→ Task description: Find every line in the data below that contains the string "target" and copy each one.

→ Entries supplied:

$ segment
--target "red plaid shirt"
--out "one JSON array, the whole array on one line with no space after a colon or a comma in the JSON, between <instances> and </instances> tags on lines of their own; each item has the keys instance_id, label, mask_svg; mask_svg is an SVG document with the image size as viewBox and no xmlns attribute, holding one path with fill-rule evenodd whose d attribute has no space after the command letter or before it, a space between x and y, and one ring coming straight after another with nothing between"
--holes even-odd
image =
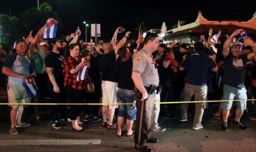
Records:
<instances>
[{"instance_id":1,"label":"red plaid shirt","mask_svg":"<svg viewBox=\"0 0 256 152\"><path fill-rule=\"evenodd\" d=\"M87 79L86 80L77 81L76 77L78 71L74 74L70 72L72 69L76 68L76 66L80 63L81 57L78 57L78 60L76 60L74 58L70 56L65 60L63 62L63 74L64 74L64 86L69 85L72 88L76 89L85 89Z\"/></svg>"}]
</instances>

==

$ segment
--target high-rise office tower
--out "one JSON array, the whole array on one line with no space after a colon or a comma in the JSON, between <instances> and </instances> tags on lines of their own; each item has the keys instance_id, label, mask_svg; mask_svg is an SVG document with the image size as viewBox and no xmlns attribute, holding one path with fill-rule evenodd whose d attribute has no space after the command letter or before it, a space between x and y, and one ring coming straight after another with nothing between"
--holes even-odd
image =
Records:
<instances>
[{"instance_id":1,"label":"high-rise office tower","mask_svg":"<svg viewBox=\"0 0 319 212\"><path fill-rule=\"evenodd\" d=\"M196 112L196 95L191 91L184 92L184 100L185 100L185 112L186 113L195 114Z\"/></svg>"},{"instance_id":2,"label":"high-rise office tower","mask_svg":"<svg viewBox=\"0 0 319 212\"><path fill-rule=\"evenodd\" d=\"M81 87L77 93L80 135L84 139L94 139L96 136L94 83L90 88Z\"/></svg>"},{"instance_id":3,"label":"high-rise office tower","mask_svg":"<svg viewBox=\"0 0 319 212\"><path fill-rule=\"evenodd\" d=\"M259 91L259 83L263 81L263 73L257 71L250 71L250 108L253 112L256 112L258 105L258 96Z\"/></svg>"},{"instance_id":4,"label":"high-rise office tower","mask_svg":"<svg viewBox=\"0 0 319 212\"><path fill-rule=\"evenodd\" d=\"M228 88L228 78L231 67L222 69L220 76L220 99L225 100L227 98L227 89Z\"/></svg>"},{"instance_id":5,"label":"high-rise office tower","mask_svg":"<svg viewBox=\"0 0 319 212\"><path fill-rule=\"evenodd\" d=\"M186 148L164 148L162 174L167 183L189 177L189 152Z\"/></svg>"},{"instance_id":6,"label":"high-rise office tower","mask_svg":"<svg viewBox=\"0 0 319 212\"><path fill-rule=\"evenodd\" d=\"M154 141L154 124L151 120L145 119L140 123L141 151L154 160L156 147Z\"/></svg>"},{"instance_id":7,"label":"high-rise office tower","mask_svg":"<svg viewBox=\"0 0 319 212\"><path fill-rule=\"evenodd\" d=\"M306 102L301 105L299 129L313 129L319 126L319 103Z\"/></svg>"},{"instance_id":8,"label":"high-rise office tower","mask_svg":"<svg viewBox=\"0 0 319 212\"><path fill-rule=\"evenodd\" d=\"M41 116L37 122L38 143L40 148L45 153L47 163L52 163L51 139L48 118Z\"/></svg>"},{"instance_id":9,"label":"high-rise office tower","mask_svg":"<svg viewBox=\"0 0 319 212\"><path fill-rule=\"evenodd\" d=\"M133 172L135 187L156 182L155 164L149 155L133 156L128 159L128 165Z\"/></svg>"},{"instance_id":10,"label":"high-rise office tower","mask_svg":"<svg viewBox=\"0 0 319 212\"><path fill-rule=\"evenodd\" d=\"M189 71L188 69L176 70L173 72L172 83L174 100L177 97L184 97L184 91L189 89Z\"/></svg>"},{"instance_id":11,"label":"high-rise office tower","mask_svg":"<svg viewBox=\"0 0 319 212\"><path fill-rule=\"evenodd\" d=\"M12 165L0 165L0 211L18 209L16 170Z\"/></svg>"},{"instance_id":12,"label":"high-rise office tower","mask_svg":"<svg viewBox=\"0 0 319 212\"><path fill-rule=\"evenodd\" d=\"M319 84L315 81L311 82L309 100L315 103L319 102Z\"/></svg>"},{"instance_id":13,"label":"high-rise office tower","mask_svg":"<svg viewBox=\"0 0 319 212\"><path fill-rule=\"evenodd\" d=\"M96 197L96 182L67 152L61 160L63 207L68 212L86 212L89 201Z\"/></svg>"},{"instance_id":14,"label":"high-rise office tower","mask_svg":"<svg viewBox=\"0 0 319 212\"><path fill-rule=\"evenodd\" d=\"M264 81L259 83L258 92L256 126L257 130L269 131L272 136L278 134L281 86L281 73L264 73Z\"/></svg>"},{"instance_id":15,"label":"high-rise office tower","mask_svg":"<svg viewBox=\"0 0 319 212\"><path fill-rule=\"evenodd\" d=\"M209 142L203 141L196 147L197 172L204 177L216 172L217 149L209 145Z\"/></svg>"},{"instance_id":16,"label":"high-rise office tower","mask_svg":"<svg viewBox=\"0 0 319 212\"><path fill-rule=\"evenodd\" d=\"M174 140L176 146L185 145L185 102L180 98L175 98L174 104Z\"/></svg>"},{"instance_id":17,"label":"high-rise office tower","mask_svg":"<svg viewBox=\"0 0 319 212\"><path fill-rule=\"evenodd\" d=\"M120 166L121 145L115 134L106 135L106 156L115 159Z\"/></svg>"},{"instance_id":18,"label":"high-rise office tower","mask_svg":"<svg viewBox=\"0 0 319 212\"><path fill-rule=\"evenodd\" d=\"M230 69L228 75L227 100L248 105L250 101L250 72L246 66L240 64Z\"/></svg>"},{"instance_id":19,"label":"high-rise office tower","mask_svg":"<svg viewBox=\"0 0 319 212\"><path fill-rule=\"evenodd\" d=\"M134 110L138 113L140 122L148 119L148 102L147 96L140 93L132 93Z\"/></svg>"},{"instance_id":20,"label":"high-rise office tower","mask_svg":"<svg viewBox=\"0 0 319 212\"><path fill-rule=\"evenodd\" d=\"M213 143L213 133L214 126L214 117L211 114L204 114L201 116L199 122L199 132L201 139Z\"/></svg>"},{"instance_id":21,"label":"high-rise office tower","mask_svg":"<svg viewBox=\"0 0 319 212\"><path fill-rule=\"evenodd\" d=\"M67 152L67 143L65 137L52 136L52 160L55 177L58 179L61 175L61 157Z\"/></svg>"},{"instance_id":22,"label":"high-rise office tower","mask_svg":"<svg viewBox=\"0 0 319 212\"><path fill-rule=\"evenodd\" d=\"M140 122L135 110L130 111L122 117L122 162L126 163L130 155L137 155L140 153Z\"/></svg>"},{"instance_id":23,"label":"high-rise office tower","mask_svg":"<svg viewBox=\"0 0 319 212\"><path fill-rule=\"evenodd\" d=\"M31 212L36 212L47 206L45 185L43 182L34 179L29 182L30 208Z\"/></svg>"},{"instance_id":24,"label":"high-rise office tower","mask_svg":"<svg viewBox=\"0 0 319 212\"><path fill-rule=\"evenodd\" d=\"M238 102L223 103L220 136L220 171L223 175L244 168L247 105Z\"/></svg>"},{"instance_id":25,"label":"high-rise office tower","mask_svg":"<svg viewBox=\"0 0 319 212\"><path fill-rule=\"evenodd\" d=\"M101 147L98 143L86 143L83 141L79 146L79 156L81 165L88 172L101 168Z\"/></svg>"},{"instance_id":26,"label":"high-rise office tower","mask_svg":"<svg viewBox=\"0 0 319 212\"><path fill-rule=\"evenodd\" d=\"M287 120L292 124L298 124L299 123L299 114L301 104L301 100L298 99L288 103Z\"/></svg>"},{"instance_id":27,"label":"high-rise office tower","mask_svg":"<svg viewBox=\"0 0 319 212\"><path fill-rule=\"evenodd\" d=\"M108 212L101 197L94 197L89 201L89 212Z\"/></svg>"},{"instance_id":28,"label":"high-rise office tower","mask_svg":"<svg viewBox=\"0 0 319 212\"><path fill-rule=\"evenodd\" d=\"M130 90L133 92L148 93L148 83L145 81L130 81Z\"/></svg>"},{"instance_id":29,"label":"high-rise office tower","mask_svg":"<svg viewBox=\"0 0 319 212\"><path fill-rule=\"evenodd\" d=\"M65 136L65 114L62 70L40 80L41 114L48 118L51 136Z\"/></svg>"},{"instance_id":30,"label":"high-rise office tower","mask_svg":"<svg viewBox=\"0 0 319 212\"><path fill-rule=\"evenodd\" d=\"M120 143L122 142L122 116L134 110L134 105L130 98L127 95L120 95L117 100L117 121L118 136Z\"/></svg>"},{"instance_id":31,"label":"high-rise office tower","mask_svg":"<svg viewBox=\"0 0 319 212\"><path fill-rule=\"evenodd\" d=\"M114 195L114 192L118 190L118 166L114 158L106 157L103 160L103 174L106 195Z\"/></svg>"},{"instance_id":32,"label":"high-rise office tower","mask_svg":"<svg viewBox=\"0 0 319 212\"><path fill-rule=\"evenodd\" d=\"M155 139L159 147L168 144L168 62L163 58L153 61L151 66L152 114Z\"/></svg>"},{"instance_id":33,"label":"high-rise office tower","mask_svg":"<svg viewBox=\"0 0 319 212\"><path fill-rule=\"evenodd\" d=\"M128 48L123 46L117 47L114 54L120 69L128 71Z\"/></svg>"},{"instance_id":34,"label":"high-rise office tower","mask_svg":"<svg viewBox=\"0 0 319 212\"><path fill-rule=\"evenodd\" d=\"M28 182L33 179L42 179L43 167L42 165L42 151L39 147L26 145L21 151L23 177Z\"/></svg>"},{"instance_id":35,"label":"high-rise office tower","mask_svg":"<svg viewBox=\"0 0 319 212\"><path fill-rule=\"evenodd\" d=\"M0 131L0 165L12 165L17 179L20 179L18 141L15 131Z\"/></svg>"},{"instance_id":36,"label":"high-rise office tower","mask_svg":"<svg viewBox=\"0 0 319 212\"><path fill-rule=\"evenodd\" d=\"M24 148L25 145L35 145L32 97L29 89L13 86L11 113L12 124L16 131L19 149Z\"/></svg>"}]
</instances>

→ Written reply:
--target "red plaid shirt"
--target high-rise office tower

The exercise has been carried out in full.